◆ **DOCUMENT**:
3. Pride and Prejudice by Jane Austen

For many years, this was the only novel I read more than once. And by more than once, I mean 20+ times. Admittedly, on one level it could be read as a longer romance novel, and that is probably why I read it the first few times. Gradually, though, I began to appreciate its finer qualities. It has been many years now that I have considered it one of the finest novels ever written. If you have read it without laughing out loud, you have missed just how clever Jane Austen is as an observer and commenter on personalities and social mores. She is witty and on point, without straying into mean and snarky (most of the time) – definitely qualities I aspire to in myself.

4. Lord of the Rings Trilogy by J.R.R. Tolkein

A word that is currently so overused as to make it practically meaningless – EPIC – is the best word to describe both these books and their impact on the trajectory of my reading life. For one, I have remained a true fan of the fantasy genre. In addition:  history, linguistics, folklore, metaphor – my appreciation for each has grown significantly as a result of these books. More importantly, the idea that even the humblest of hobbits has a role to play in the great and dramatic events of the world, has informed my worldview and cemented my temperament as idealist.

5. The Grapes of Wrath by John Steinbeck

The structure of this novel hooked me: the Joads’ story interspersed with chapters describing the injustices (such as produce being allowed to rot rather than feed people) occurring in that turbulent time. My parents were politically involved and aware in the 60’s and 70’s, and while I soaked up that ambience during my childhood, until I read The Grapes of Wrath, I hadn’t understood how powerfully the written word could move me in service to a just cause.

◆ **AIM A**: Select every line in the entries below that contains the word "shelf", and copy each one. Case counts.

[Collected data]
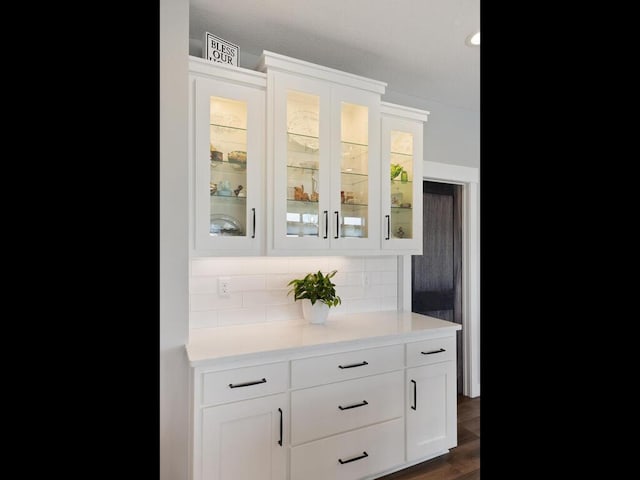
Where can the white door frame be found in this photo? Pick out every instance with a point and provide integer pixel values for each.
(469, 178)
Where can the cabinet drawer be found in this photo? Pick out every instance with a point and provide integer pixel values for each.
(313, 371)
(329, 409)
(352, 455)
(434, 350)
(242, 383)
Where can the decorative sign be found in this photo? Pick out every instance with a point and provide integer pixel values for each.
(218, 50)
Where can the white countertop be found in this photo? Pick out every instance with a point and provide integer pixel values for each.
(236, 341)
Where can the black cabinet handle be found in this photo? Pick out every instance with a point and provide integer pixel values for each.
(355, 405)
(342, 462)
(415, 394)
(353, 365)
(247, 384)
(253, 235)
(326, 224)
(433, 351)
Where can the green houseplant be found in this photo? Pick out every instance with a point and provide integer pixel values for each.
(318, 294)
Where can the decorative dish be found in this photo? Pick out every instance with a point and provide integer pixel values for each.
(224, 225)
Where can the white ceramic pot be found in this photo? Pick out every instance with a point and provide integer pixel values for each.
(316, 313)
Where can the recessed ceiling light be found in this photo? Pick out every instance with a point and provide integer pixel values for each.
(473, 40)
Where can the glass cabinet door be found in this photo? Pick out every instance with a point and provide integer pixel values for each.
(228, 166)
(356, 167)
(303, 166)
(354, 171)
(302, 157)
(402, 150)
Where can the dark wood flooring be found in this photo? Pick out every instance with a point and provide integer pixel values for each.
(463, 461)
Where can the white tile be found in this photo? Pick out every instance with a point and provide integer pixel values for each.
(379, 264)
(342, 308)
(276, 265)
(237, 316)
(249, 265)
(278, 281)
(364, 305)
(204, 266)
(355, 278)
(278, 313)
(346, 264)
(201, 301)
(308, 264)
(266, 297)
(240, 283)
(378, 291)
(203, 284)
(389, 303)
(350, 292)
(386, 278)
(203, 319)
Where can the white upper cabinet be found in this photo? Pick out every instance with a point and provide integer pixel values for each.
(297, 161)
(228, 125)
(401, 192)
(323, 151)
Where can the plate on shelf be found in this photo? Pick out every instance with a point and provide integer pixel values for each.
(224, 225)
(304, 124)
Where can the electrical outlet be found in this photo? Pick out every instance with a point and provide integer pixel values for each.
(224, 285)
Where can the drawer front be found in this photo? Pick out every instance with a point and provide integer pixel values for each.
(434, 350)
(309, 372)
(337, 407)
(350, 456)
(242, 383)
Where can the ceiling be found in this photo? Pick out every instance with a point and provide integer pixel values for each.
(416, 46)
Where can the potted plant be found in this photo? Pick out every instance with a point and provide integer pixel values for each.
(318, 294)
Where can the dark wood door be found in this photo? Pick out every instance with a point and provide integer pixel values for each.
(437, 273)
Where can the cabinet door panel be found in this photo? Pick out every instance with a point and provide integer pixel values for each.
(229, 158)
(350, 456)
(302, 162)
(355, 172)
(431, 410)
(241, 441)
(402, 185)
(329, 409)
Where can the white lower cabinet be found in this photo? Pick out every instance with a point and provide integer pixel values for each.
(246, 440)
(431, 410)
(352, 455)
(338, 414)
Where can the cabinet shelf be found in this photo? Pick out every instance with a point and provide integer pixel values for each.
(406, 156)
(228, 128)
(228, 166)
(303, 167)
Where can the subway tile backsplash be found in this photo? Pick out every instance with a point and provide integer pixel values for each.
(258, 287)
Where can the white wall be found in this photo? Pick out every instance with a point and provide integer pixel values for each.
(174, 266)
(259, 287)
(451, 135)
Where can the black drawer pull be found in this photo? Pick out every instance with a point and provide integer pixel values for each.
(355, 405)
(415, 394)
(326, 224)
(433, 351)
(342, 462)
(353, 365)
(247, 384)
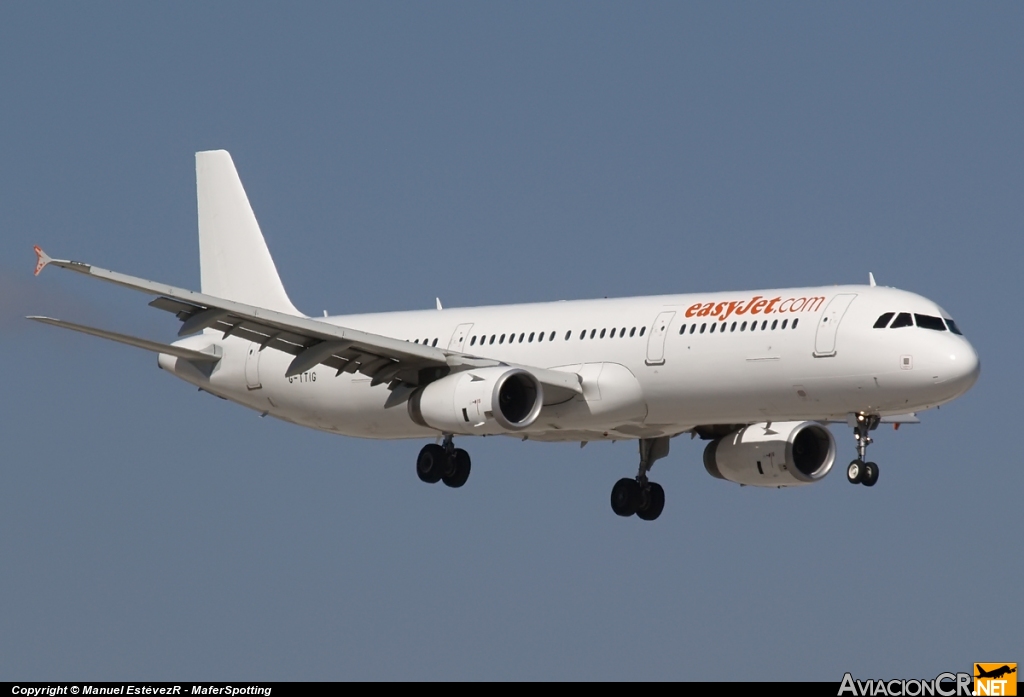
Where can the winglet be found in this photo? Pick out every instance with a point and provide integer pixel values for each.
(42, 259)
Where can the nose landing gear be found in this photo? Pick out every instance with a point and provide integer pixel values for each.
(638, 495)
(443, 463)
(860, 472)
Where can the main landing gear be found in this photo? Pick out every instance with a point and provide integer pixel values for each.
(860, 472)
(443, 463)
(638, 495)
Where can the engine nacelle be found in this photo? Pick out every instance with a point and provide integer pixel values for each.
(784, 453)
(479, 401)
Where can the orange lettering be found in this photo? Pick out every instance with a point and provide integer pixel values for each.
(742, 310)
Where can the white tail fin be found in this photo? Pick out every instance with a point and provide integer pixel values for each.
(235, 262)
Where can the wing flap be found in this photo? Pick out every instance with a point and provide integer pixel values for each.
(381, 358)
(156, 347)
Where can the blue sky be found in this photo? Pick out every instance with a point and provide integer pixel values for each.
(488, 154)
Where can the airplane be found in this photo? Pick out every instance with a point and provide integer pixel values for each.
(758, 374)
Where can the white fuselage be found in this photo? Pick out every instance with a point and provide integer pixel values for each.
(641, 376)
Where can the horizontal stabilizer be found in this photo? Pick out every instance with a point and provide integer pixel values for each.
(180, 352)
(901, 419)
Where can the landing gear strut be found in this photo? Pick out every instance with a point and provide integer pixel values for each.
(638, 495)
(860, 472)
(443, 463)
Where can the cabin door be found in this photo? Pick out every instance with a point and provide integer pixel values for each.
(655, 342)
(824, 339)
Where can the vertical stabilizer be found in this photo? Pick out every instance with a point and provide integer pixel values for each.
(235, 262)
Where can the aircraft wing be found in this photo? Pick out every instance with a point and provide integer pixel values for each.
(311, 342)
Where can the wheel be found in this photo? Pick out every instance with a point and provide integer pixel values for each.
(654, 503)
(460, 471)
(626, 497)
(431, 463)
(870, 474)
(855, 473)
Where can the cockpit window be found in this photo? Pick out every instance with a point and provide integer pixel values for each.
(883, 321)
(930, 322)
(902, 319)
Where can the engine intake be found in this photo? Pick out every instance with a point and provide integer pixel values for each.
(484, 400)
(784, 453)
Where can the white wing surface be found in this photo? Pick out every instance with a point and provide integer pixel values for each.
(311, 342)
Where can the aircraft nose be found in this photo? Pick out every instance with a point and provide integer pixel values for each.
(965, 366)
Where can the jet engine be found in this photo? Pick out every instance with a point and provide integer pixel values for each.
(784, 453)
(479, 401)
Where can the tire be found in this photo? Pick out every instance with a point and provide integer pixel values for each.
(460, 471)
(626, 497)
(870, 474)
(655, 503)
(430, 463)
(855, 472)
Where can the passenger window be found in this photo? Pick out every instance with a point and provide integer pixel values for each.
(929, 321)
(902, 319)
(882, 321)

◆ **AIM B**: Extend the favorite-books text above, picking up right after its last sentence.

◆ **WRITTEN RESPONSE A**:
Where can the plate on shelf be found in this photo? Pick out every instance with a point and provide integer pixel values for each.
Where can the cabinet shelf be found in this photo? Pick out every instance with a point and provide integer pixel values for each.

◆ **WRITTEN RESPONSE B**:
6. Man’s Search for Meaning by Viktor Frankl

“Everything can be taken from a man or a woman but one thing: the last of human freedoms to choose one’s attitude in any given set of circumstances, to choose one’s own way.”  Viktor Frankl

The first time I read this memoir, I was young and more inspired by the fact of his survival in the death camps than I was by how Frankl survived. As I have matured, I have worked hard to remember the truth quoted above. Unhappy at work? Bored with your life? Feel like someone is oppressing you? Use your freedom to choose – beginning with how you respond to the person(s) or events involved. I gravitate toward people in my life who intuitively understand and model how to do this.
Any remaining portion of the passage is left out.